╭─ Records supplied

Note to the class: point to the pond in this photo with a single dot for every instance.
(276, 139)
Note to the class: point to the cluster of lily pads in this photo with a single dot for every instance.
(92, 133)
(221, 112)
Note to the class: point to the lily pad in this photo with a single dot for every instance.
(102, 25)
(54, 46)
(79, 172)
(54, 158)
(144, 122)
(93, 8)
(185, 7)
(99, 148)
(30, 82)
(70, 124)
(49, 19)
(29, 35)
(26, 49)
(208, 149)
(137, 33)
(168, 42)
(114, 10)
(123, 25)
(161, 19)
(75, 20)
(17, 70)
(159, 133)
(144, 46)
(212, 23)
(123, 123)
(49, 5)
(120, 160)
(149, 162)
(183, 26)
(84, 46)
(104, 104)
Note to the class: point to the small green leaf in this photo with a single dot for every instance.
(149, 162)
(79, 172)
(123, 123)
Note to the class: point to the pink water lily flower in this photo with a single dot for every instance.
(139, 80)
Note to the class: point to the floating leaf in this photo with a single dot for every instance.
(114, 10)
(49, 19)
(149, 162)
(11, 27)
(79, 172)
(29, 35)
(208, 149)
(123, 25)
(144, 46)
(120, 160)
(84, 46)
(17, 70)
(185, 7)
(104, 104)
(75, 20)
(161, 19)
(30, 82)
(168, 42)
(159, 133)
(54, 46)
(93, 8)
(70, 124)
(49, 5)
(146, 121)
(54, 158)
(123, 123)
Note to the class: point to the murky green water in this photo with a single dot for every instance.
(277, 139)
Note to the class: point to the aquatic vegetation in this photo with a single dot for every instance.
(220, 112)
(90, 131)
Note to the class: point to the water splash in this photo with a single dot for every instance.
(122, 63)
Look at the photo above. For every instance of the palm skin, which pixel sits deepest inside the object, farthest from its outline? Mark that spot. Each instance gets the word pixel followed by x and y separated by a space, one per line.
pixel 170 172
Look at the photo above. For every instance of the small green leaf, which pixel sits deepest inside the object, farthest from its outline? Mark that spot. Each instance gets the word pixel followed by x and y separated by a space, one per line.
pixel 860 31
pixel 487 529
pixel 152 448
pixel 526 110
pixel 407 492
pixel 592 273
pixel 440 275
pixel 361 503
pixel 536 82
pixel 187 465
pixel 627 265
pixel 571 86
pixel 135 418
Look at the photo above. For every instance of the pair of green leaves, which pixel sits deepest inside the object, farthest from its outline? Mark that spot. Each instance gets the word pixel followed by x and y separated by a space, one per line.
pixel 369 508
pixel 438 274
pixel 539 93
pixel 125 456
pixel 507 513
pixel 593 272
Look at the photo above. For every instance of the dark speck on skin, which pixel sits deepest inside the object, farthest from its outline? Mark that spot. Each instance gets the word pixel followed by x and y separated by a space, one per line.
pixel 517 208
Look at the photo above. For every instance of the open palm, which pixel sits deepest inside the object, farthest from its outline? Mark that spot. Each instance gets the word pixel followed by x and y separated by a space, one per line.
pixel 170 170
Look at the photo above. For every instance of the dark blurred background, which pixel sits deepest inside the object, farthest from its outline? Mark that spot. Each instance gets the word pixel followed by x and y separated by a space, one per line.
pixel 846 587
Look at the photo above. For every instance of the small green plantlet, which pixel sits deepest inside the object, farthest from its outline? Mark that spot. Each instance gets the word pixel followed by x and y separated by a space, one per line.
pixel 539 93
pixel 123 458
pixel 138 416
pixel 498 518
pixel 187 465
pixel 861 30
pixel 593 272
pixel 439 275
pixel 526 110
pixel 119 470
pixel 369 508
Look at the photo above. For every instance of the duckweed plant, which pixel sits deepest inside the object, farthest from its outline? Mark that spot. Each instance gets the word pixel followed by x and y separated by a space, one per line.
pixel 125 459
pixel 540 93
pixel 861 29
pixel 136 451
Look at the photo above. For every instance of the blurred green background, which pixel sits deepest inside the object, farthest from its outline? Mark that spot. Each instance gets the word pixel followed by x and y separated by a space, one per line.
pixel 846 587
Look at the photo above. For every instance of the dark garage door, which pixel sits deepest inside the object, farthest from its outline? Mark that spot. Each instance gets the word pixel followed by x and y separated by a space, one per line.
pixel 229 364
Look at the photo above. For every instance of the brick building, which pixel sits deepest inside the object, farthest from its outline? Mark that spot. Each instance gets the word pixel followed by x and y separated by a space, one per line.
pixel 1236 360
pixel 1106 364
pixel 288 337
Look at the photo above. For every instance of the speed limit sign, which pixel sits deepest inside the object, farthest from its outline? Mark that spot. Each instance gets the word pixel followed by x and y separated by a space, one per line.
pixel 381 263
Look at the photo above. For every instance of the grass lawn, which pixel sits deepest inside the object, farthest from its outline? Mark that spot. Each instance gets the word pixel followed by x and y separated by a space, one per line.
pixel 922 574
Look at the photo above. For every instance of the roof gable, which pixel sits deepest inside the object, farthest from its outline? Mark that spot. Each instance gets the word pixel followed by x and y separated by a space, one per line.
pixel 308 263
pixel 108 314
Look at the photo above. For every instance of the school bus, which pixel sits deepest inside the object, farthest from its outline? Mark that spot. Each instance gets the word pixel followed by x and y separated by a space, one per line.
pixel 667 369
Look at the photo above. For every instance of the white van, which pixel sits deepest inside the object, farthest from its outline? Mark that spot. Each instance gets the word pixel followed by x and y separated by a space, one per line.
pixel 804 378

╰─

### Task prompt
Reproduce all of the material above word for word.

### Solution for this problem
Note to the class: point to the pond in this photo with a single dot for every instance.
(276, 139)
Note to the class: point to the cluster of lily pads in this photo with a single dot for every instance.
(92, 133)
(221, 112)
Note to the class: point to the lily pad in this photo with a single dot for every instance.
(102, 25)
(54, 46)
(79, 172)
(54, 158)
(144, 122)
(93, 8)
(185, 7)
(99, 148)
(30, 82)
(70, 124)
(49, 19)
(29, 35)
(26, 49)
(208, 149)
(137, 33)
(168, 42)
(114, 10)
(123, 25)
(161, 19)
(75, 20)
(17, 70)
(159, 133)
(144, 46)
(212, 23)
(123, 123)
(49, 5)
(120, 160)
(149, 162)
(183, 26)
(84, 46)
(104, 104)
Note to the class: point to the small green leaf in this photo with a single dot for every instance.
(149, 162)
(79, 172)
(123, 123)
Note to the class: point to the pink water lily flower in this photo with a single dot for every instance.
(139, 80)
Note to the class: point to the floating leaf in this photo with a single dot for every instance.
(114, 10)
(49, 19)
(149, 162)
(11, 27)
(79, 172)
(29, 35)
(208, 149)
(123, 25)
(144, 46)
(120, 160)
(84, 46)
(17, 70)
(185, 7)
(104, 104)
(75, 20)
(161, 19)
(30, 82)
(168, 42)
(159, 133)
(54, 46)
(93, 8)
(70, 124)
(49, 5)
(146, 121)
(54, 158)
(123, 123)
Note to the class: point to the murky green water in this photo with a single dot for every instance.
(277, 139)
Note to the class: point to the aquatic vegetation in this photo with a single dot for every instance.
(220, 112)
(90, 131)
Note to the class: point to the water splash in this photo with a single dot for every instance.
(122, 63)
Look at the photo above. For every instance of the palm skin, which pixel sits deepest inside the object, farthest from its outline? Mark that spot. Each instance gets the word pixel followed by x and y separated by a space, one per line.
pixel 170 172
Look at the photo above. For every instance of the small green leaf, which pixel sits deepest inside the object, farthest from its outline? Mark that spot. Each instance gets the word pixel followed by x and y separated by a space, one per line.
pixel 860 31
pixel 487 529
pixel 152 448
pixel 526 110
pixel 407 492
pixel 592 273
pixel 440 275
pixel 361 503
pixel 536 82
pixel 187 465
pixel 627 265
pixel 571 86
pixel 135 418
Look at the photo above. For every instance of the pair of green leaves, which pixel sits deepest inside the object, farthest from its outline? Mark that spot. Each instance gets the word pixel followed by x and y separated by a space, one per line.
pixel 369 508
pixel 438 274
pixel 539 93
pixel 125 456
pixel 507 513
pixel 593 272
Look at the photo above. For every instance of the dark speck on skin, which pixel sits deepest inside the object, farthest from its outline? Mark that spot. Each instance gets the word pixel followed by x and y separated by a space, one per line.
pixel 517 208
Look at the photo above. For every instance of the open palm, which pixel sits deepest inside the object, farthest from its outline? Mark that spot. Each instance gets the word pixel followed by x and y separated by a space, one per line.
pixel 170 170
Look at the photo above. For every instance of the dark blurred background, which pixel sits deepest inside the object, farthest from its outline? Mark that spot. Each instance gets the word pixel followed by x and y separated by a space, one per line.
pixel 846 587
Look at the photo above. For every instance of the small green plantlet, which pixel sits deepest inside the object, farthest from its outline? Mark that spot. Each instance gets the word pixel followed by x and y separated by a space, one per line.
pixel 539 93
pixel 123 458
pixel 138 416
pixel 498 518
pixel 187 465
pixel 861 30
pixel 593 272
pixel 439 275
pixel 526 110
pixel 119 470
pixel 369 508
Look at the photo above. For every instance of the duckweed plant, which pixel sits deepest inside the object, farthest from its outline? Mark that spot. Each instance gets the word pixel followed by x and y separated by a space, one per line.
pixel 125 459
pixel 540 93
pixel 861 29
pixel 136 451
Look at the photo above. For every instance of the blurred green background, which pixel sits deepest inside the object, farthest from its outline? Mark that spot. Each instance gets the word pixel followed by x and y separated by a space, one per line.
pixel 846 587
Look at the photo above. For every instance of the dark garage door, which pixel sits deepest inside the object, farthest from its outline? Mark that spot. Each instance gets the word pixel followed by x and y separated by a space, one per line.
pixel 229 364
Look at the photo above. For every instance of the brick building, which pixel sits deepest inside the object, farthest from its outline? Mark that spot. Each instance gets the word pixel followed by x and y separated by a space, one per line.
pixel 1236 360
pixel 1106 364
pixel 288 337
Look at the photo above. For every instance of the speed limit sign, which pixel sits deepest inside the object, farthest from its outline? Mark that spot. Each instance gets the word pixel followed by x and y separated by a space, one per line.
pixel 381 263
Look at the photo above. For every instance of the grass lawn, which pixel sits deepest inside the object, farthest from its outline? Mark that spot. Each instance gets the word pixel followed by x and y separated by a space, one per line.
pixel 922 574
Look at the photo above. For every instance of the roof gable, which pixel sits deepest inside the object, farthest from its outline? Mark that spot. Each instance gets the word pixel followed by x and y separated by a space, one per line.
pixel 308 263
pixel 108 314
Look at the photo above. For every instance of the school bus, which pixel sits deepest inside the object, farthest from its outline? Mark that spot. Each instance gets the word pixel followed by x and y separated by a space, one per line.
pixel 667 369
Look at the photo above. For every instance of the white van, which pixel sits deepest inside the object, farthest from its outline? Mark that spot. Each instance gets the word pixel followed by x and y separated by a space, one per line.
pixel 804 378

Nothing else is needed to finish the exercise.